## Required work
According to the guide on launching an HBase cluster on Amazon EMR, when can HBase configuration be done?

== Page extract ==

Amazon Elastic MapReduce
Developer Guide (API Version 2009-03-31)
« PreviousNext »
View the PDF for this guide.Go to the AWS Discussion Forum for this product.Go to the Kindle Store to download this guide in Kindle format.Did this page help you?  Yes | No |  Tell us about it...

Launch an HBase Cluster on Amazon EMR

When you launch HBase on Amazon EMR, you get the benefits of running in the Amazon Web Services (AWS) cloud—easy scaling, low cost, pay only for what you use, and ease of use. The EMR team has tuned HBase to run optimally on AWS. For more information about HBase and running it on Amazon EMR, see Store Data with HBase.

The following procedure shows how to launch an HBase cluster with the default settings. If your application needs custom settings, you can configure HBase as described in Configure HBase.

Note

HBase configuration can only be done at launch time.

For production environments, we recommend that you launch HBase on one cluster and launch any analysis tools, such as Hive, on a separate cluster. This ensures that HBase has ready access to the CPU and memory resources it requires.

To launch an HBase cluster using the console

  1. Sign in to the AWS Management Console and open the Amazon Elastic MapReduce console at https://console.aws.amazon.com/elasticmapreduce/.

  2. Click Create New Job Flow.

    Amazon EMR console
  3. In the DEFINE JOB FLOW page, enter the following:

    1. Enter a name in the Job Flow Name field.

      We recommend that you use a descriptive name. It does not need to be unique.

    2. Select a version of Hadoop to run on your cluster in Hadoop Version. You can choose to run the Amazon distribution of Hadoop or one of two MapR distributions. For more information about MapR distributions for Hadoop, see Using the MapR Distribution for Hadoop.

    3. Select Run your own application.

    4. Select HBase in the drop-down list.

    5. Click Continue.

    New HBase Cluster
  4. In the SPECIFY PARAMETERS page, indicate whether you want to preload the HBase cluster with data stored in Amazon S3 and whether you want to schedule regular backups of your HBase cluster. Use the following table for guidance on making your selections. For more information about backing up and restoring HBase data, see Back Up and Restore HBase. When you are finished making selections, click Continue.

===
== Listed records ==

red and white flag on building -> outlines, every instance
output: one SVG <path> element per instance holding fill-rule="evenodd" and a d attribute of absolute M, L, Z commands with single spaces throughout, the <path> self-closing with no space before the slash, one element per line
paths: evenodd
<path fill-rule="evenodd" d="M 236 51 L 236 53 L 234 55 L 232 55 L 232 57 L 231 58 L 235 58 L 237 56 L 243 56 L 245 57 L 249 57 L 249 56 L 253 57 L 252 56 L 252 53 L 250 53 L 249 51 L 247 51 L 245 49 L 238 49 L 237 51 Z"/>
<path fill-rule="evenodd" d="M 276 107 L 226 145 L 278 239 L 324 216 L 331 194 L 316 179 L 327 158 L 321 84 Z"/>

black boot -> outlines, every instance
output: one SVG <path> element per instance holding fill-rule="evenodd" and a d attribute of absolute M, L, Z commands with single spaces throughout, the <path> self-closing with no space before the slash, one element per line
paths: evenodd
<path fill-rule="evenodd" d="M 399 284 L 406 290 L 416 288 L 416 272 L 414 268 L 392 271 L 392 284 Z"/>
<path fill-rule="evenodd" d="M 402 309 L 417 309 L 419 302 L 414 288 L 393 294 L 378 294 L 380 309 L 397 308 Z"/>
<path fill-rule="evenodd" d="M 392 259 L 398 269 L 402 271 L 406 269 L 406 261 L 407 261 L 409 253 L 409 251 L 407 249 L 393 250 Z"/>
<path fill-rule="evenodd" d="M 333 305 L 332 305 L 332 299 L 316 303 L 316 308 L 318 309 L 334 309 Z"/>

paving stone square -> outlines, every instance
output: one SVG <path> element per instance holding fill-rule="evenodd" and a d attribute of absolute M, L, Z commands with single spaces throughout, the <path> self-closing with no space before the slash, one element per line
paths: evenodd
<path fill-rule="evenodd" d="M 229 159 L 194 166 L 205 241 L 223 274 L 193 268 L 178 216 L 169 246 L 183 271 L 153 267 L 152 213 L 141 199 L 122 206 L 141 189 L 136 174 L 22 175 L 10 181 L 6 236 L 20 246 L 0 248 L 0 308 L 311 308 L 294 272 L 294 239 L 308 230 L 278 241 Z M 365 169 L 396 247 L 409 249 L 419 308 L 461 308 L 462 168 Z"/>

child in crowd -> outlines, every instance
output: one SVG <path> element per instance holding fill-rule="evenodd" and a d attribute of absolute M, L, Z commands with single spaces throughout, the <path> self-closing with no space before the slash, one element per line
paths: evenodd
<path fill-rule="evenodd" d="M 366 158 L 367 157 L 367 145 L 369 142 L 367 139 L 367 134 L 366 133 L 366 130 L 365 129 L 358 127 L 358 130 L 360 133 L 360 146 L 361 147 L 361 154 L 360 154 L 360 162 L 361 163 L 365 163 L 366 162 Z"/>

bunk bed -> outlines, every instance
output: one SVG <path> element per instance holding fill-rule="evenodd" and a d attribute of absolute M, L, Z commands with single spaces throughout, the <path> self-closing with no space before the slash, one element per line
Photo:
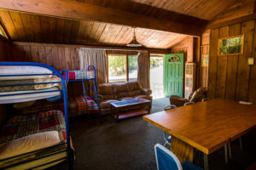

===

## Task output
Only at launch time.